*Set task*
Locate each line in the material below that contains the word "bowl", and copy those lines out.
— START Entries provided —
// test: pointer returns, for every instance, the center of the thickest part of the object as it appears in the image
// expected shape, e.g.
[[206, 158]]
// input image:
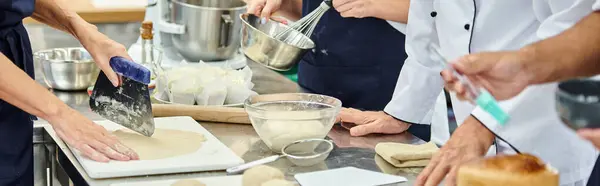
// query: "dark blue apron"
[[355, 60], [595, 176], [16, 126]]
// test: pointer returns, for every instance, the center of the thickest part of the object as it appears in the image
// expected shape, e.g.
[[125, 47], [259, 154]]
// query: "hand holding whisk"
[[304, 26]]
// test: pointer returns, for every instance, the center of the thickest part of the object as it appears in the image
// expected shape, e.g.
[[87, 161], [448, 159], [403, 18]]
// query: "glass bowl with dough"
[[280, 119]]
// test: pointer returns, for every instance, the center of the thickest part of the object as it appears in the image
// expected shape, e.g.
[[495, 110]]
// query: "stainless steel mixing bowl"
[[260, 46], [578, 103], [67, 68], [212, 30]]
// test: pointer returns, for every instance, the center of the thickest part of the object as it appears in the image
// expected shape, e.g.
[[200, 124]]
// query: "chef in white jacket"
[[461, 27]]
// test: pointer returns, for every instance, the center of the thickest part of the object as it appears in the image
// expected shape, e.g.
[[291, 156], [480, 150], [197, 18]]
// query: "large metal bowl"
[[259, 45], [280, 119], [212, 30], [578, 104], [67, 68]]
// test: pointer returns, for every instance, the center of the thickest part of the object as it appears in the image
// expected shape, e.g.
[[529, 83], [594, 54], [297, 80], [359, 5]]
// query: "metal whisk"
[[304, 26]]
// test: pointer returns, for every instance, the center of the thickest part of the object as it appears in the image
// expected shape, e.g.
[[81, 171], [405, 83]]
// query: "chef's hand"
[[92, 140], [102, 48], [265, 8], [355, 8], [469, 142], [593, 135], [371, 122], [502, 73]]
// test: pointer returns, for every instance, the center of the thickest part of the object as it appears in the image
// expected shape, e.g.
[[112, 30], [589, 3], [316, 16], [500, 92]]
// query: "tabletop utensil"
[[301, 153], [259, 45], [306, 26], [477, 95], [203, 113], [578, 104], [67, 68], [128, 104]]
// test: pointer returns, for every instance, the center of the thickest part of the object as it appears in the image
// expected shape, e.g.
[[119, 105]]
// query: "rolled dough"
[[165, 143], [278, 182], [258, 175], [188, 183]]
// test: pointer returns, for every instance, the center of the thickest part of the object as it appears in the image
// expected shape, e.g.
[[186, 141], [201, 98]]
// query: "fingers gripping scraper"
[[128, 104]]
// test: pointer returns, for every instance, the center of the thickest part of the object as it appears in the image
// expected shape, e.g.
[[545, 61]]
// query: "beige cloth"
[[406, 155]]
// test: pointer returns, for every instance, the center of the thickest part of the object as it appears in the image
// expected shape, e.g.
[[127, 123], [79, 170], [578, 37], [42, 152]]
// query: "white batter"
[[164, 143], [278, 134]]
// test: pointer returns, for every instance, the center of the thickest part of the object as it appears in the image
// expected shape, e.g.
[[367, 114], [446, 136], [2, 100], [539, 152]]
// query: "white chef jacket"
[[461, 27]]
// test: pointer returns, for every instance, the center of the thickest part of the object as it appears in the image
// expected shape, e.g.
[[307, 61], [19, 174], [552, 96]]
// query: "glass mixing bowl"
[[280, 119]]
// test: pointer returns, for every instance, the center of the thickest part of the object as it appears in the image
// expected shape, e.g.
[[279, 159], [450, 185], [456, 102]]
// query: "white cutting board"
[[213, 155], [347, 176], [209, 181]]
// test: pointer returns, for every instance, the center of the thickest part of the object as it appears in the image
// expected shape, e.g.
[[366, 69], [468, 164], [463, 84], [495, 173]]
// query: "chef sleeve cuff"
[[404, 120], [398, 26]]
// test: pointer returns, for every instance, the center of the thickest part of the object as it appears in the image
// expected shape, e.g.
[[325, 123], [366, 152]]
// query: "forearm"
[[55, 14], [291, 9], [571, 54], [472, 127], [392, 10], [18, 89]]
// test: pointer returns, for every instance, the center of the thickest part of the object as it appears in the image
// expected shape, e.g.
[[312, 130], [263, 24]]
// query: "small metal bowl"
[[259, 45], [308, 152], [67, 68], [578, 103]]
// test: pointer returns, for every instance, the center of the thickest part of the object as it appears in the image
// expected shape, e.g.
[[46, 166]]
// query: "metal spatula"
[[129, 104]]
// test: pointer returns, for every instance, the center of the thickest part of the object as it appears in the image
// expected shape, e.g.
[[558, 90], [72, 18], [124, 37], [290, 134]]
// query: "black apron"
[[355, 60], [16, 126], [595, 176]]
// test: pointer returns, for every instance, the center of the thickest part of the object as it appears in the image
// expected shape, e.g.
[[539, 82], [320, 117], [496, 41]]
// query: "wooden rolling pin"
[[202, 113]]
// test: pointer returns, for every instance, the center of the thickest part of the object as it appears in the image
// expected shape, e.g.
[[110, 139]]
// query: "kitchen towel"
[[406, 155]]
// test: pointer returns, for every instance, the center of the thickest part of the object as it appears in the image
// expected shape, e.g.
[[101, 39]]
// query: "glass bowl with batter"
[[280, 119]]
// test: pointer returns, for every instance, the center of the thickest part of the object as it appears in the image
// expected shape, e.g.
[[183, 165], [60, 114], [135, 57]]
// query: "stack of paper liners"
[[406, 155]]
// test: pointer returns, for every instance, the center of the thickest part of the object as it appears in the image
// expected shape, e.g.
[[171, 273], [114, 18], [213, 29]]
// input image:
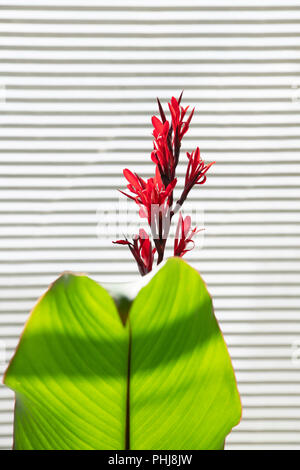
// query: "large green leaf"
[[163, 381]]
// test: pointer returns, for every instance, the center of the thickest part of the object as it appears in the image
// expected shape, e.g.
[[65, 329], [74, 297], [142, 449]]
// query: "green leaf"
[[86, 379], [70, 370], [183, 389]]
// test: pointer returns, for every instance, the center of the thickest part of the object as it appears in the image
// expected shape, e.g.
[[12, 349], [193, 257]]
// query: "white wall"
[[78, 86]]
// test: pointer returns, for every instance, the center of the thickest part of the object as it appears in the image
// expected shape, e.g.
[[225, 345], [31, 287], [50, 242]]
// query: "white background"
[[78, 82]]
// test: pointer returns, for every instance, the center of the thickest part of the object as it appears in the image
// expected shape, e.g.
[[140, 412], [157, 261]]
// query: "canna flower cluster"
[[155, 196]]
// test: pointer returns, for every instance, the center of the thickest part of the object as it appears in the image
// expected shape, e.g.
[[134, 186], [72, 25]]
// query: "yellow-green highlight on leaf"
[[70, 370]]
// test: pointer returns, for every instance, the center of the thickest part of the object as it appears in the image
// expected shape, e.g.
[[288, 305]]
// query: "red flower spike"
[[196, 170], [178, 113], [147, 194], [155, 196], [141, 248], [183, 236]]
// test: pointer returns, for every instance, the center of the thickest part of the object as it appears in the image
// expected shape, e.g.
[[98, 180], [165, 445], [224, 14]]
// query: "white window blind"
[[78, 82]]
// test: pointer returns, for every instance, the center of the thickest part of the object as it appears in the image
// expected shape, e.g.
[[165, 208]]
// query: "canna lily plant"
[[134, 366]]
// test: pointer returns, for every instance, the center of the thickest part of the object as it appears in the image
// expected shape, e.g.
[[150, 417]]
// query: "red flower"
[[196, 170], [141, 248], [162, 154], [178, 113], [183, 236], [148, 193], [166, 150]]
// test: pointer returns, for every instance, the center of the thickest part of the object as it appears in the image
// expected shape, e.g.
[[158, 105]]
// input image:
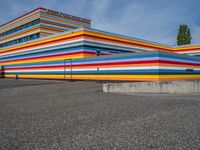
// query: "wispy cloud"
[[154, 20]]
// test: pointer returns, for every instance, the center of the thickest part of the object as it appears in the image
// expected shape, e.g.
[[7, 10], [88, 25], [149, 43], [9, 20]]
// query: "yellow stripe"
[[43, 59], [40, 41]]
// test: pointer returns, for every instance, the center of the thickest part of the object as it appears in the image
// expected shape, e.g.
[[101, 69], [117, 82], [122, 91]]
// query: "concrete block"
[[190, 86]]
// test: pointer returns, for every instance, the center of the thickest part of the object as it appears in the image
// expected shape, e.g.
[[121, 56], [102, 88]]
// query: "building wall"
[[41, 22], [72, 55], [150, 66]]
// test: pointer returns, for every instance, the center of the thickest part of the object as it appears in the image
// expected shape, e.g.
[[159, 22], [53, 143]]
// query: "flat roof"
[[50, 12]]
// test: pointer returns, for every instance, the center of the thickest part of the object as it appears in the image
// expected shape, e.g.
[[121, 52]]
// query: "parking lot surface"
[[46, 114]]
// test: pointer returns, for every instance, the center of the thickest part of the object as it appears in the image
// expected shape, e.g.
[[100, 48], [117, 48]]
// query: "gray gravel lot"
[[38, 114]]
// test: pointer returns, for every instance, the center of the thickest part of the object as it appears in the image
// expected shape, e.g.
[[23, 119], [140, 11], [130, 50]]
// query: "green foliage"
[[184, 36]]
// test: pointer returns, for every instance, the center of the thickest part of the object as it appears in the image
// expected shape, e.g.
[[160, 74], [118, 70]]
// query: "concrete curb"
[[192, 86]]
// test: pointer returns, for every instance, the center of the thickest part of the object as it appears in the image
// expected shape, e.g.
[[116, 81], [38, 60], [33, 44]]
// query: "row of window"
[[22, 27], [21, 40]]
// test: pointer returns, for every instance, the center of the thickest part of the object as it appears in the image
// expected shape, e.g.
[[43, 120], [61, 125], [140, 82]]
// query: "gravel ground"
[[38, 114]]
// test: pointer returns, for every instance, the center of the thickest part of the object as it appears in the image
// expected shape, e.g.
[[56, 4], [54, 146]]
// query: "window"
[[27, 25], [21, 40]]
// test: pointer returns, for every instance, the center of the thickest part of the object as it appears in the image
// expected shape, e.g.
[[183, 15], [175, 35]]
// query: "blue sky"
[[153, 20]]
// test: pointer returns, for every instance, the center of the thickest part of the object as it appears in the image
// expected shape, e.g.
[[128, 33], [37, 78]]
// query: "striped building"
[[38, 23], [88, 54]]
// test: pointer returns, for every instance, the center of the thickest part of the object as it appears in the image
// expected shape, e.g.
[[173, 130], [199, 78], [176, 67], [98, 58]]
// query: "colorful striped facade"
[[72, 55], [38, 23]]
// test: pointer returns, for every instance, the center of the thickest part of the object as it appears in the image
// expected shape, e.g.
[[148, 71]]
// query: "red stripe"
[[48, 56], [111, 63]]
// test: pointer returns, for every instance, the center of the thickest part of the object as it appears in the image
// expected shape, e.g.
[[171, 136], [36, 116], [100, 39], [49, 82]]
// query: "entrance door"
[[68, 69]]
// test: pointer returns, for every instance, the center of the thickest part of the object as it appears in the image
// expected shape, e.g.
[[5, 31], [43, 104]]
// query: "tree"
[[184, 36]]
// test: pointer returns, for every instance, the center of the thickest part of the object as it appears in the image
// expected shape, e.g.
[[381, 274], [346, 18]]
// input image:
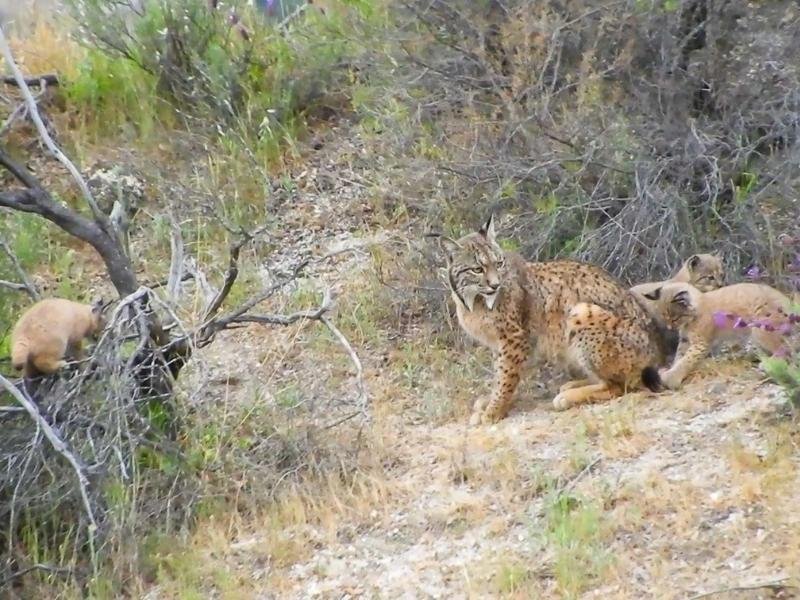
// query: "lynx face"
[[476, 266], [705, 272], [676, 302]]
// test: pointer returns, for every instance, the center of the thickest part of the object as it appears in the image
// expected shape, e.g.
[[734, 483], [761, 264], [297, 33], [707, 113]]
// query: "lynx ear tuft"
[[487, 230], [449, 246], [654, 295]]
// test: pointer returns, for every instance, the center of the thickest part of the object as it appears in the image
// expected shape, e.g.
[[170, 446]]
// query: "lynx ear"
[[468, 296], [98, 306], [654, 295], [487, 230], [682, 299]]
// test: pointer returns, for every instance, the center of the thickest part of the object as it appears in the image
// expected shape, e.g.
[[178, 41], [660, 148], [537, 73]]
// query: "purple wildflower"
[[722, 319], [740, 323]]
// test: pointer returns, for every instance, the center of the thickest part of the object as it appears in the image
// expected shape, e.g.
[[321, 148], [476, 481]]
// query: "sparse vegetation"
[[630, 135]]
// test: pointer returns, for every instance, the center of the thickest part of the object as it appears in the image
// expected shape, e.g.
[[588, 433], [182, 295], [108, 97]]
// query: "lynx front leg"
[[595, 392], [510, 359], [574, 383], [689, 354]]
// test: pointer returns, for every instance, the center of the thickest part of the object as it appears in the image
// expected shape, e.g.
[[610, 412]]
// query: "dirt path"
[[639, 498]]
— END Entries provided —
*Output below*
// query: "glass bowl with dough"
// query: "stainless steel mixing bowl"
// query: "large metal bowl"
// query: "glass mixing bowl"
// query: "small metal bowl"
// query: "glass bowl with batter"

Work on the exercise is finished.